**QUOTED TEXT**
Migrations, improvements, or enhancements are often considered “nice to have” work items and rely on “research” or “hack day” efforts.
Process improvements or automation may be introduced while tackling a new requirement such as an urgent security patch, however there is not support to build the solutions in a reusable or sustainable way.
Employees complain of burn out and frustration with the amount of work they are doing outside their core role.
Example Scenarios:
There is a specific employee who is viewed as the test environment expert. While this employee means well, their attempt to enable better test environments despite limited investment has led to increased risk since there is no maintenance of their solution and no shared understanding of how to triage a broken test environment.
Engineers are encouraged to invest in capability improvements when there is no pressure from management for revenue generating features. This translates to the last few days of some sprints where they prioritize automating and improving parts of their CI/CD pipeline. It is not uncommon for these improvements to come in bursts as there can be months of overly full sprints not allowing for time on these side endeavors.
Level 2, Operationalized — Dedicated team
Budget and people are allocated for persistent people and resource support. The assigned people are tasked with providing a set of commonly-required capabilities to speed up software delivery. Often these teams focus on meeting reactive technical requirements. They may be called DevOps, Engineering Enablement, Developer Experience (DevEx or DevX), Shared Tools, a Centre-Of-Excellence, or even Platform. They’re funded centrally and treated as cost centers; their impact on direct value streams and application teams is not measured. It can be hard to map the impact of platform teams at this level on the organization and its value streams, which can make it hard to sustain and continue funding such teams.

**SOURCE MATERIAL**
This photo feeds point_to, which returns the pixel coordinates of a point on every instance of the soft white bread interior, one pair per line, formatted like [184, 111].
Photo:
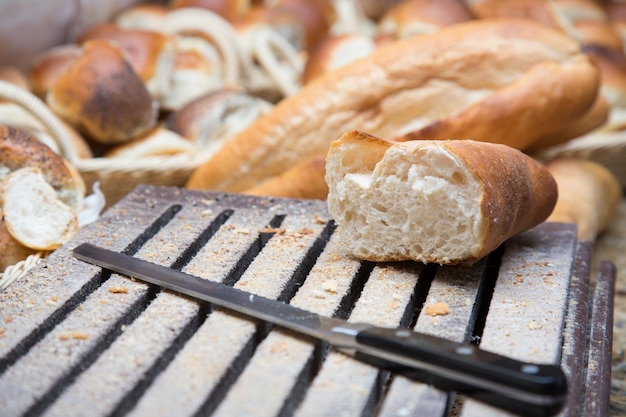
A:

**TASK TO COMPLETE**
Echo the platform maturity passage above from "Level 2, Operationalized" to "funding such teams.", with both of those words included.

**RESPONSE FOR THIS EXERCISE**
Level 2, Operationalized — Dedicated team
Budget and people are allocated for persistent people and resource support. The assigned people are tasked with providing a set of commonly-required capabilities to speed up software delivery. Often these teams focus on meeting reactive technical requirements. They may be called DevOps, Engineering Enablement, Developer Experience (DevEx or DevX), Shared Tools, a Centre-Of-Excellence, or even Platform. They’re funded centrally and treated as cost centers; their impact on direct value streams and application teams is not measured. It can be hard to map the impact of platform teams at this level on the organization and its value streams, which can make it hard to sustain and continue funding such teams.